Stored data entries
+---+

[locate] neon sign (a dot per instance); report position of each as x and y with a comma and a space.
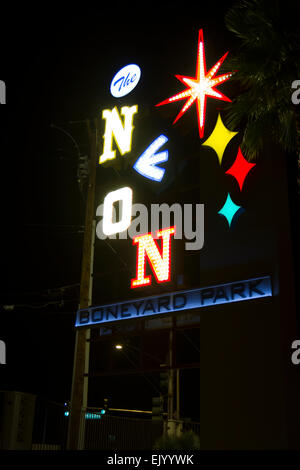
125, 80
200, 87
250, 289
219, 138
160, 263
240, 169
229, 209
122, 133
146, 163
124, 195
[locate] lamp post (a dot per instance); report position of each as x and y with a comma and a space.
79, 391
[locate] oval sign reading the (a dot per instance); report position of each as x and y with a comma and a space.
125, 80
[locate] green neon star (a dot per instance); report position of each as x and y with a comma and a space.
229, 209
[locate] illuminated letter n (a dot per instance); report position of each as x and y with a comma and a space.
114, 127
160, 263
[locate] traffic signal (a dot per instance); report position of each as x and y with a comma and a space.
164, 382
157, 407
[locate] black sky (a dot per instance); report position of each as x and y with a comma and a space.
57, 65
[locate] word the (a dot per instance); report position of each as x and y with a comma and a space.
125, 80
2, 352
2, 92
176, 301
296, 354
296, 94
134, 219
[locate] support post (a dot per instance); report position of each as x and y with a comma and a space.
79, 392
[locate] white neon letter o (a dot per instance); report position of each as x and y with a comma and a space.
124, 195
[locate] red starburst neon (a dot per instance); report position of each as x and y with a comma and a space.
200, 87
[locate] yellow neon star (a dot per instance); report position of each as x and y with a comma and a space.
200, 87
219, 138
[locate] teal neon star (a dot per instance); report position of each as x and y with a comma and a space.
229, 209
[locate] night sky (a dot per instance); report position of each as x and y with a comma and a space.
58, 66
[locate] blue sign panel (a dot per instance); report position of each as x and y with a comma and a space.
176, 301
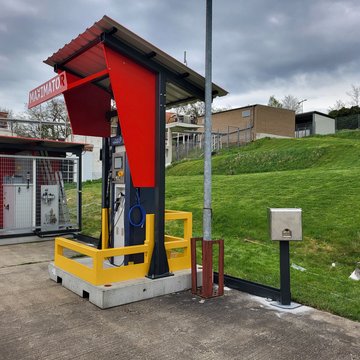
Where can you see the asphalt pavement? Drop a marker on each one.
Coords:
(40, 319)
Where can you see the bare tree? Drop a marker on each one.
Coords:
(354, 95)
(53, 111)
(290, 102)
(274, 102)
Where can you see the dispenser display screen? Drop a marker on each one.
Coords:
(118, 162)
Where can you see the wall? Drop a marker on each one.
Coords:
(91, 164)
(266, 120)
(323, 125)
(235, 118)
(274, 121)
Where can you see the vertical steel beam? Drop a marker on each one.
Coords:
(285, 295)
(159, 266)
(207, 287)
(79, 191)
(208, 124)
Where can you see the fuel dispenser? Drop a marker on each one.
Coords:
(128, 205)
(118, 191)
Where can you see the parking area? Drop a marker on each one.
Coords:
(42, 320)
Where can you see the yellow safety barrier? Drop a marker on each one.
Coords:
(97, 274)
(91, 268)
(177, 248)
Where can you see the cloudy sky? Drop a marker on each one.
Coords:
(307, 48)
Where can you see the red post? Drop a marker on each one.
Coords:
(207, 290)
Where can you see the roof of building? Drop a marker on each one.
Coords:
(23, 143)
(83, 56)
(247, 107)
(310, 113)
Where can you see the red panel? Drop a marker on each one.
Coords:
(134, 91)
(87, 106)
(7, 168)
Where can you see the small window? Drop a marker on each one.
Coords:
(246, 113)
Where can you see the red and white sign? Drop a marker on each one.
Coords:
(48, 90)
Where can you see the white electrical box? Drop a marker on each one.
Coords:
(49, 207)
(285, 224)
(17, 203)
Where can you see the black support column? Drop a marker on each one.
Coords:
(159, 266)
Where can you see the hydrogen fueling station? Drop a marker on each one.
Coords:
(134, 258)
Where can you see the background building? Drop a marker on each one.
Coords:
(314, 123)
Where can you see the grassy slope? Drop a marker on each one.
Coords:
(318, 174)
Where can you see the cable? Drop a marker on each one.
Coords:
(141, 210)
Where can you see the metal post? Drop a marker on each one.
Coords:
(79, 214)
(285, 295)
(159, 266)
(207, 287)
(208, 125)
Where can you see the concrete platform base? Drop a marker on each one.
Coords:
(125, 292)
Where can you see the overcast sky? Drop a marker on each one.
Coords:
(307, 48)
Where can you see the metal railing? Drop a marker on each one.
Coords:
(191, 144)
(94, 268)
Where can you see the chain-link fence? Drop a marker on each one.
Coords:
(191, 145)
(38, 194)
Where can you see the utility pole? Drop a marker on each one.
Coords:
(207, 286)
(208, 124)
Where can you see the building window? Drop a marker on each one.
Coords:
(246, 113)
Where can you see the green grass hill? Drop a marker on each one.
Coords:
(319, 174)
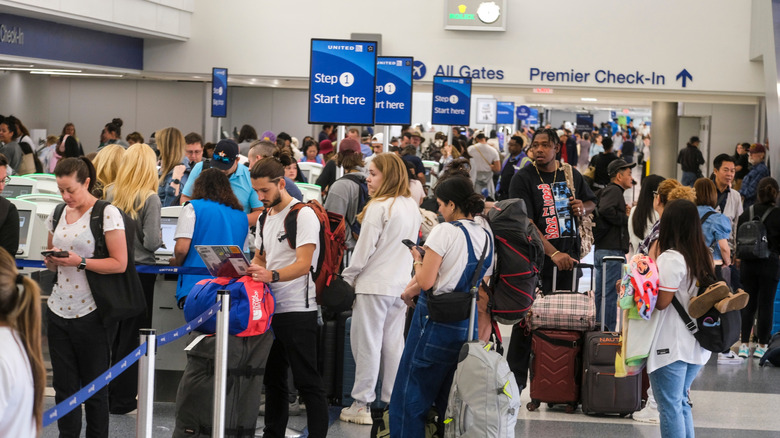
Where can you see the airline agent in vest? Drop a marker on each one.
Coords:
(213, 217)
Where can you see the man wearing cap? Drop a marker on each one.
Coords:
(690, 160)
(225, 158)
(611, 235)
(758, 170)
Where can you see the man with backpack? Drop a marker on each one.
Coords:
(288, 268)
(348, 195)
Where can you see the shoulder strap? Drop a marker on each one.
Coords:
(96, 226)
(706, 216)
(57, 214)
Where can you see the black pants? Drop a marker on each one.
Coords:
(295, 346)
(79, 350)
(122, 391)
(759, 279)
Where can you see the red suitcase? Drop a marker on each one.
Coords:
(555, 368)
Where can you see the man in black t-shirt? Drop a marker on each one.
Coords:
(549, 205)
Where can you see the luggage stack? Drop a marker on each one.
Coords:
(571, 363)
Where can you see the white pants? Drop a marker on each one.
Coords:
(377, 341)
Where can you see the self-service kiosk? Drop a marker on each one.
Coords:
(19, 185)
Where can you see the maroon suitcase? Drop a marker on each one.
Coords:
(555, 368)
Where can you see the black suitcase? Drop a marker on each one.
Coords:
(602, 392)
(247, 357)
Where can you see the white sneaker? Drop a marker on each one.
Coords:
(647, 415)
(358, 413)
(729, 358)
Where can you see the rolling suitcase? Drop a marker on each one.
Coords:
(556, 355)
(602, 392)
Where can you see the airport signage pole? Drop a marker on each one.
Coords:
(219, 97)
(393, 93)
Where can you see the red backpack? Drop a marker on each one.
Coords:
(332, 241)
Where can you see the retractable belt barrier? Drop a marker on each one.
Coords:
(96, 385)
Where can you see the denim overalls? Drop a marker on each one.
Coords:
(430, 357)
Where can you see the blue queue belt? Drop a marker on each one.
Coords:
(70, 403)
(141, 269)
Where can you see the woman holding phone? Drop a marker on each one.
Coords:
(379, 270)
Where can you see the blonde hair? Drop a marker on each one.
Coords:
(395, 180)
(170, 142)
(136, 180)
(20, 308)
(107, 163)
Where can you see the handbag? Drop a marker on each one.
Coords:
(456, 305)
(584, 223)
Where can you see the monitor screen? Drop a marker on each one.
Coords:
(168, 225)
(16, 190)
(25, 217)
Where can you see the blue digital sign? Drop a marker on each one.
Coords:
(342, 77)
(218, 92)
(451, 100)
(505, 113)
(394, 90)
(523, 112)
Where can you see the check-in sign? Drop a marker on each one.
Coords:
(394, 90)
(341, 82)
(451, 100)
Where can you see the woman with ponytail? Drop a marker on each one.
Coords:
(430, 356)
(22, 374)
(379, 271)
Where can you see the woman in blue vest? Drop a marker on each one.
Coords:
(213, 217)
(452, 253)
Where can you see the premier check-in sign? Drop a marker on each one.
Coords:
(505, 113)
(219, 92)
(394, 90)
(451, 100)
(341, 82)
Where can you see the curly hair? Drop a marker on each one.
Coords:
(214, 185)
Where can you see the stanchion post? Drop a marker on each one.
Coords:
(146, 365)
(220, 365)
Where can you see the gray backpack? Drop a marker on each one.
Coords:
(484, 399)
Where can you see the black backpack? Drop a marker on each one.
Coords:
(714, 331)
(360, 180)
(519, 259)
(752, 242)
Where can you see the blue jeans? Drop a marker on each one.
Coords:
(426, 370)
(612, 275)
(670, 387)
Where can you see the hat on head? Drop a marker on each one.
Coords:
(617, 165)
(326, 147)
(349, 145)
(224, 155)
(268, 136)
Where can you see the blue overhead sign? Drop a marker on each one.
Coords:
(218, 92)
(505, 113)
(523, 112)
(451, 100)
(342, 77)
(394, 90)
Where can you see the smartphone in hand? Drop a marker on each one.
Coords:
(411, 245)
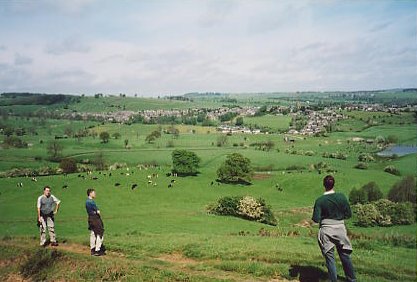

+---+

What is expected
Are you able to set down all the lines above exactly, without any pictures?

Exercise answer
[locate] neon sign (a dot per instance); report position of each as x and y with a comma and a space.
125, 80
200, 87
250, 289
219, 138
160, 263
240, 169
229, 209
122, 133
146, 163
124, 195
[locate] lamp post (a dot per instance); report position of each as x and y with a comma and a space.
79, 391
[locate] oval sign reading the (a dot per instance); report position of each as x and y with a comma and a space.
125, 80
[locate] green neon star (a dot per instance); report position of each as x and y with a comma and a space.
229, 209
[locate] illuminated letter n (a dot per instance); report position of each as x and y with a comma and a space.
114, 127
160, 263
[locate] traffic signal (a dot per instance); report position of each as x and y with a comma and a space.
164, 382
157, 407
[locate] black sky (a dot per instance); report position of each as x and y with a comma and a space.
57, 65
[locate] word the (a dot per instance); report position of each as x and y with a comma and a space.
125, 80
2, 352
2, 92
176, 301
296, 354
296, 94
134, 219
[locate] support post (a dot per instance); report position of each as x and y with a comma and a space.
79, 392
[locate] white neon letter o (a dot per instance); report position of each as x and y with a comma and a space.
124, 195
[locate] red starburst neon (a dot per instance); report position of each as x and y with a comma and a space.
200, 87
[locate] yellow neon star (a dot per instance); report position of each as x and y with a comma and a space.
200, 87
219, 138
[locate] teal neon star (a dot per instance); report position of each as x and y with a comma and a space.
229, 209
[locate] night sky (a dot per instance); report position of each as x and y with a comma and a space.
58, 66
[locate] blue sign panel (a dot per instance); report position of each as x and y with a comma and a space.
176, 301
Where can you see the asphalt pavement? Drop a marker on each one.
Coords:
(40, 319)
Where can you see the bare tree? Drop a marker on each one.
Coords:
(354, 95)
(53, 111)
(290, 102)
(274, 102)
Where can you see the dispenser display screen? Drop a marker on each one.
Coords:
(118, 162)
Where can you see the wall? Drop a marker on each one.
Coords:
(91, 164)
(266, 120)
(323, 125)
(235, 118)
(274, 121)
Where can you see the vertical steel beam? Drop a marker on each one.
Coords:
(285, 295)
(159, 266)
(207, 287)
(79, 191)
(208, 124)
Where can you see the fuel dispenser? Drop a marker on each one.
Coords:
(128, 205)
(118, 191)
Where can you see the parking area? Drop a marker on each one.
Coords:
(42, 320)
Where can you see the yellow safety barrier? Drop a marker on each one.
Coords:
(97, 274)
(91, 268)
(177, 248)
Where can you see the cloudy sky? Drop a marker on each one.
Coords:
(307, 48)
Where can you see the red post? Drop a marker on each one.
Coords:
(207, 290)
Where can you see the roof of building? Drop a marker on each one.
Coords:
(23, 143)
(83, 56)
(247, 107)
(310, 113)
Where can you see the red panel? Drop a marker on each one.
Coords:
(134, 91)
(87, 106)
(7, 168)
Where can you see the small window? Drop a marker on each one.
Coords:
(246, 113)
Where can you see the red and white sign? Drop a marker on each one.
Coords:
(48, 90)
Where can you see the white electrical box? Drop a marker on each one.
Coords:
(49, 207)
(285, 224)
(17, 203)
Where can you see the black support column? Drop a marker on each one.
Coords:
(159, 266)
Where can you see the hydrogen fueling station? Drop a marker on each one.
Coords:
(134, 258)
Where can you see the background building? Drop a marker on each one.
Coords:
(314, 123)
Where can you see the grassy slope? Drop a marker on each one.
Coords:
(318, 174)
Where can you see the cable? Drop a marker on each one.
Coords:
(141, 210)
Where can you see the metal post? Drop a marker on each one.
Coords:
(79, 214)
(285, 295)
(159, 266)
(207, 287)
(208, 125)
Where can you see the concrete platform base? Drop a marker on each one.
Coords:
(125, 292)
Where can you see the overcast sky? Drop a marker on each one.
Coords:
(307, 48)
Where can you see the metal railing? Drop a marker on each one.
Coords:
(191, 144)
(94, 268)
Where can you see the chain-link fence? Drop a marker on each one.
Coords:
(191, 145)
(38, 194)
Where can you see the utility pole? Drop a marker on each one.
Coords:
(207, 286)
(208, 124)
Where can you see the building window? Drop a marker on each one.
Coords:
(246, 113)
Where can you see the green grass hill? Drop a marker on each one.
Coords:
(319, 174)
Where can you see the airline agent in vest? Drop a marker on each one.
Coords:
(213, 217)
Where can you see the man wearing cap? Drop a marker on each one.
Coords:
(690, 160)
(225, 158)
(611, 235)
(758, 170)
Where can you see the man with backpack? Drop a marker on each one.
Coords:
(288, 268)
(348, 195)
Where can you see the shoulder strap? Drop a marker on each one.
Coords:
(96, 226)
(706, 216)
(57, 214)
Where can you see the black pants? Drop a marker on each one.
Coords:
(295, 346)
(79, 350)
(122, 391)
(759, 279)
Where can you see the red suitcase? Drop a marker on each one.
Coords:
(555, 368)
Where can you see the man in black t-shirt? Drop a marker on each one.
Coords:
(549, 205)
Where can you see the luggage stack? Drop a marker on each one.
Coords:
(571, 363)
Where can you see the white pants? Drop a marker on each one.
Coords:
(377, 341)
Where can you see the self-service kiosk? Drop a marker on each one.
Coords:
(19, 185)
Where can you see the maroon suitcase? Drop a marker on each one.
Coords:
(555, 368)
Where can you see the black suitcase? Drop a marker on each one.
Coords:
(602, 392)
(247, 357)
Where can you see the white sneaker? Drop a marker on each one.
Coords:
(647, 415)
(358, 413)
(729, 358)
Where can you see the rolling suitcase? Drop a marker on each one.
Coords:
(556, 355)
(602, 392)
Where can you see the airport signage pole? Drop a marker on each one.
Coords:
(219, 97)
(393, 93)
Where can you see the red backpack? Drop a marker on each one.
Coords:
(332, 241)
Where can you see the retractable belt barrier? Drop a marker on each one.
Coords:
(96, 385)
Where can you see the denim overalls? Drop a marker on each one.
Coords:
(430, 357)
Where can you see the blue queue belt? Drop a marker on each one.
Coords:
(70, 403)
(141, 269)
Where can you see the woman holding phone? Drop a marker on each one.
Coords:
(379, 270)
Where can you see the blonde hair? Drop a marker on each one.
Coords:
(395, 180)
(170, 142)
(136, 180)
(20, 308)
(107, 163)
Where can you see the handbag? Drop a marker on each one.
Coords:
(456, 305)
(584, 223)
Where can you see the monitor screen? Drop a marker on each one.
Coords:
(168, 225)
(16, 190)
(25, 217)
Where can you see the blue digital sign? Drop a marker on each one.
Coords:
(342, 77)
(218, 92)
(451, 100)
(505, 113)
(394, 90)
(523, 112)
Where can you see the check-in sign? Drop a marker on each one.
Coords:
(394, 90)
(341, 82)
(451, 100)
Where can you see the woman with ponytail? Drop a marker on each one.
Coords:
(430, 356)
(22, 374)
(379, 271)
Where can you see the woman in blue vest? Drop a marker on each one.
Coords:
(213, 217)
(452, 253)
Where can you see the premier check-in sign? Drop a marker on each one.
Coords:
(505, 113)
(219, 92)
(394, 90)
(451, 100)
(341, 82)
Where can you see the curly hair? Drop a marker on each one.
Coords:
(214, 185)
Where can you see the stanchion post? Drop a marker on each one.
Coords:
(146, 365)
(220, 365)
Where can you see the gray backpack? Drop a marker on each one.
Coords:
(484, 399)
Where can you see the black backpack? Drop a marker on each one.
Coords:
(714, 331)
(360, 180)
(519, 259)
(752, 242)
Where can you see the blue jeans? Drop a marker on each one.
Coords:
(426, 370)
(612, 275)
(670, 387)
Where can you see the hat on head? Drop a marker on each one.
Coords:
(617, 165)
(326, 147)
(349, 145)
(224, 155)
(268, 136)
Where can you see the blue overhead sign? Drop a marker on each one.
Coords:
(218, 92)
(505, 113)
(523, 112)
(451, 100)
(342, 77)
(394, 90)
Where can you see the smartphone in hand? Drop a marker on each one.
Coords:
(411, 245)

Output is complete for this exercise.